#### What this task involves:
Reproduce the records from their first line through the line containing "[[34, 422], [754, 298], [1313, 391]]", both ends included. Multiply every point coordinate in the answers by 2.4 and round to whole numbers with halves rounded up, but leave the requests and their sample coordinates unchanged.

#### Dataset excerpts:
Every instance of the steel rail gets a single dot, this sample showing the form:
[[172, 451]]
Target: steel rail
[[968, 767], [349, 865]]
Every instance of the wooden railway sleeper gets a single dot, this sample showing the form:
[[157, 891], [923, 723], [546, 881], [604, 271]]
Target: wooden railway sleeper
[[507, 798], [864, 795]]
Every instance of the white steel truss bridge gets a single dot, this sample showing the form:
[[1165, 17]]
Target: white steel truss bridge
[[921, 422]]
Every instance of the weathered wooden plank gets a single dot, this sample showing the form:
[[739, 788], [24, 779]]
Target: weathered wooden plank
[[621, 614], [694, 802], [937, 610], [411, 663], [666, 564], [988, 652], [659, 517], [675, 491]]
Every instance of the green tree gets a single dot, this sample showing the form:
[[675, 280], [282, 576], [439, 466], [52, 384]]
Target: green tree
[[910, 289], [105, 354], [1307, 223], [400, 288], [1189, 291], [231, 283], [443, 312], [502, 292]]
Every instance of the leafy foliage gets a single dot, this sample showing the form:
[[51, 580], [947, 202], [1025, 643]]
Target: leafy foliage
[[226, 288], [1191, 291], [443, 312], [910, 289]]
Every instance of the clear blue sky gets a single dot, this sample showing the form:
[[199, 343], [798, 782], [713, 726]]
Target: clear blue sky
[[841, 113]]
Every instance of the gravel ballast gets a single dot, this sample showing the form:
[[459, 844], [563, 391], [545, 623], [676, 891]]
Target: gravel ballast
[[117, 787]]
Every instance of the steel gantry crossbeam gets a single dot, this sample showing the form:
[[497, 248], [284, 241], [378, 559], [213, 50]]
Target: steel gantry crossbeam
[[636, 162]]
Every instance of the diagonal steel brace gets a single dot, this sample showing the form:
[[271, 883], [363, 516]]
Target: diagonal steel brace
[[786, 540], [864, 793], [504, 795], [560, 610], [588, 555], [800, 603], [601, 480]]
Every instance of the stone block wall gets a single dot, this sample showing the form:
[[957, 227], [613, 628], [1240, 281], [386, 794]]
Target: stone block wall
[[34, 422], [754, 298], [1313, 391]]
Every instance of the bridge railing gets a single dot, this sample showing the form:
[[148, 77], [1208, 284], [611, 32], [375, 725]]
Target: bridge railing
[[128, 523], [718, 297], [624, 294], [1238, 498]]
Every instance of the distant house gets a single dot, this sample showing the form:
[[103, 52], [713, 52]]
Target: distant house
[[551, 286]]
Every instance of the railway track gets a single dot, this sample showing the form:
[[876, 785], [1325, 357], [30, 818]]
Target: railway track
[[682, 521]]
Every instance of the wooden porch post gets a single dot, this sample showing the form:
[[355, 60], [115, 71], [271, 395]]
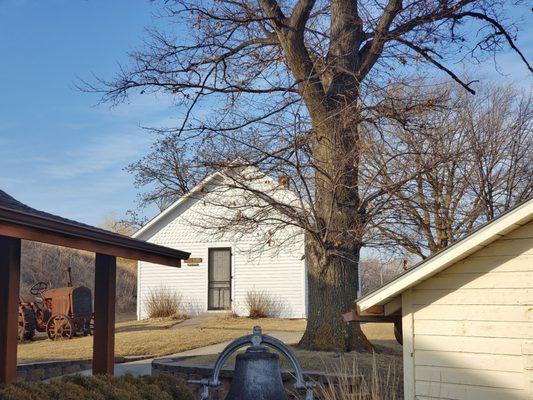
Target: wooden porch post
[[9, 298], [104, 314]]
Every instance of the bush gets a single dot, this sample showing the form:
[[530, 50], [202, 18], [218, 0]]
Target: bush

#### The response:
Every instance of the steel rail gets a single dot, this sample showing the form:
[[172, 451]]
Target: steel rail
[[2323, 1841], [838, 2076]]
Every instance of the wooden railway sleeper gets a single dot, this sample showing the form:
[[157, 891], [923, 723], [546, 881], [604, 271]]
Target: wooden railway sleeper
[[1217, 1915], [2074, 1908]]
Every instance of the white steel truss bridge gets a single dot, this sample showing the form:
[[1165, 17]]
Target: white steel truss bridge
[[2210, 1013]]
Every instance of the weathered wooden plank gets a single dot, this sample showing the form:
[[739, 788], [24, 779]]
Target: weathered wooden plank
[[1490, 1474], [1666, 1925], [2249, 1464], [986, 1591], [1598, 1354], [2371, 1565], [1582, 1241], [1620, 1178]]
Every instance of the green tree gets a single dot, this sample showing the form:
[[675, 280], [282, 576], [439, 466], [52, 384]]
Target: green tree
[[2184, 694], [252, 850], [3137, 535], [960, 691], [2854, 698], [554, 679], [1063, 749], [1205, 701]]
Every instance of the leafy foliage gets a single dot, this sample showing the form:
[[51, 580], [947, 202], [1025, 643]]
Target: leafy foliage
[[542, 691], [2858, 698], [1063, 749], [2184, 694]]
Every instance of the clear blue sky gets a single dot, this sample showing the form:
[[199, 343], [798, 782], [713, 726]]
Target: clear blue sky
[[2018, 271]]
Every instance of the gravel ballast gets a single dot, this sample showing the form:
[[459, 844], [563, 391], [545, 623], [676, 891]]
Target: gravel ballast
[[281, 1889]]
Every instance of the steel gantry crossbeam gets a single dot, this sample showing the form:
[[497, 248], [284, 241], [378, 559], [213, 50]]
Target: steel gantry crossbeam
[[1526, 389]]
Every instance of the diagonal steel brace gets a single dot, this sample showing the form:
[[271, 883], [363, 516]]
Target: diagonal steel brace
[[1886, 1296], [2074, 1903], [1210, 1908], [1344, 1464], [1411, 1332], [1920, 1447], [1442, 1152]]
Every instance of the stone block wall gets a single dot, this sample showing the form:
[[957, 227], [613, 628], [1240, 281], [386, 794]]
Target: stone block wall
[[82, 1013], [1810, 715], [3151, 938]]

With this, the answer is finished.